[Items stored from a collection]

== == ==

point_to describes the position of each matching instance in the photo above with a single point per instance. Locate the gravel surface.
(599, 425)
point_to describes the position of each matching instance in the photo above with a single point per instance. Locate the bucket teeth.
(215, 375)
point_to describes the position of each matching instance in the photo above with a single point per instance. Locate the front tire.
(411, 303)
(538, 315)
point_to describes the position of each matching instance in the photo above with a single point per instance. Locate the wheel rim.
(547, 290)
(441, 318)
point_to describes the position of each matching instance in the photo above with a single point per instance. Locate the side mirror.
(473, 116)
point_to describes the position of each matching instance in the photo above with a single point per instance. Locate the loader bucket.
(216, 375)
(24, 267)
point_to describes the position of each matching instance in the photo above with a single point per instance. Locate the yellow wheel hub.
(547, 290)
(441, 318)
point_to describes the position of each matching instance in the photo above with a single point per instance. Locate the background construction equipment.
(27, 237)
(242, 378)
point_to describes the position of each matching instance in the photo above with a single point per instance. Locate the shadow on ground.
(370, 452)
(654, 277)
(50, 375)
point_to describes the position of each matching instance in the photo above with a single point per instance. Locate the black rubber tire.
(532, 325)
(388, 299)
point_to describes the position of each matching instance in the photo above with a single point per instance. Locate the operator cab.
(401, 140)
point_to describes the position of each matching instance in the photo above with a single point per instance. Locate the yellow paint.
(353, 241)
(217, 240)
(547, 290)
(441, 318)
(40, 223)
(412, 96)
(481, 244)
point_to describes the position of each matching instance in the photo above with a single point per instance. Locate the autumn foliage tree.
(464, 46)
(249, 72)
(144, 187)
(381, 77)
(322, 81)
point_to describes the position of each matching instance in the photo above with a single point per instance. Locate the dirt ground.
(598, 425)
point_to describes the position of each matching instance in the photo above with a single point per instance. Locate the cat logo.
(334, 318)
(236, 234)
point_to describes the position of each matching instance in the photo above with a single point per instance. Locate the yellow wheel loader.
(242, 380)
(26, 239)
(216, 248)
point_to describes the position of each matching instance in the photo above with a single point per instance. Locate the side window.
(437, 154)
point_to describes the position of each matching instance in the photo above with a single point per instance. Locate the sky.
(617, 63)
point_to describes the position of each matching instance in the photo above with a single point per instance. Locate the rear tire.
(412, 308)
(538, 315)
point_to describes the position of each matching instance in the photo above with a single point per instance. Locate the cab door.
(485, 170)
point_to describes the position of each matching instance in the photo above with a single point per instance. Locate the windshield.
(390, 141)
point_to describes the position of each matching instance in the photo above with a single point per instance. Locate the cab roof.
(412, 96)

== == ==

#### [What to produce]
Convert every line of the listing above into a numbered list, omitting blank lines.

#### [Solved exercise]
1. point_to describes the position of each matching instance in the photo above with a single point per instance. Locate the gravel surface.
2. (599, 425)
3. point_to describes the position of each matching instance in the photo above with a single point per instance. Locate the bucket teeth.
4. (215, 375)
5. point_to describes the position of each matching instance in the photo above with a single point per instance. Locate the front tire.
6. (411, 303)
7. (538, 315)
8. point_to describes the position of each matching instance in the photo above with a single point per instance. Locate the wheel rim.
9. (547, 290)
10. (441, 318)
11. point_to describes the position of each matching instance in the photo above with a single point per instance. Locate the side mirror.
12. (473, 116)
13. point_to describes the position of each matching instance in the photo above with a single point per instance. Locate the loader bucket.
14. (216, 375)
15. (24, 267)
16. point_to describes the position of each matching instance in the photo above with a single point per instance. Locate the yellow wheel hub.
17. (547, 290)
18. (441, 318)
19. point_to describes the position of each matching instance in the photo above with a single point per instance. Locate the background construction equipment.
20. (27, 237)
21. (242, 378)
22. point_to describes the position of each matching instance in the photo above with a single point per instance. Locate the shadow on ground.
23. (370, 452)
24. (654, 277)
25. (50, 375)
26. point_to describes the position of each matching instance in the photo above with a single point per instance. Locate the black rubber tire.
27. (532, 325)
28. (388, 299)
29. point_to describes the position of each matching instance in the photo above with a single point per instance. Locate the operator cab.
30. (401, 140)
31. point_to describes the position of each matching instance in the photo above with a single point per instance. Locate the yellow paint.
32. (353, 241)
33. (217, 240)
34. (547, 290)
35. (441, 318)
36. (40, 223)
37. (412, 96)
38. (481, 244)
39. point_to describes the position of each matching instance in the photo above with a single point per instance. Locate the autumn foliage tree.
40. (464, 46)
41. (249, 72)
42. (144, 187)
43. (381, 77)
44. (322, 81)
45. point_to describes the position of each matching instance in the photo above with a single point per instance. Locate the dirt ground.
46. (598, 425)
47. point_to describes the position of each matching instance in the photo above with a single point per instance. Locate the cat logo.
48. (334, 318)
49. (236, 234)
50. point_to describes the position of each matching instance in the photo above with a single point per instance. Locate the yellow wheel loader.
51. (242, 380)
52. (26, 239)
53. (216, 248)
54. point_to describes the position of each matching instance in the photo above with a single point per instance. Locate the side window.
55. (437, 154)
56. point_to describes the position of each matching instance in the photo above with a single point per instance. Locate the sky.
57. (617, 63)
58. point_to describes the position of each matching instance in the photo above with a single point per instance. Locate the rear tire.
59. (412, 308)
60. (538, 315)
61. point_to describes the position of each matching instance in the photo above with a single point per instance. Locate the cab door.
62. (485, 170)
63. point_to describes the position of each matching instance in the photo above with a single point per instance. Locate the windshield.
64. (390, 141)
65. point_to describes the position of each matching instance in the photo above with a single point per instance. Locate the cab roof.
66. (412, 96)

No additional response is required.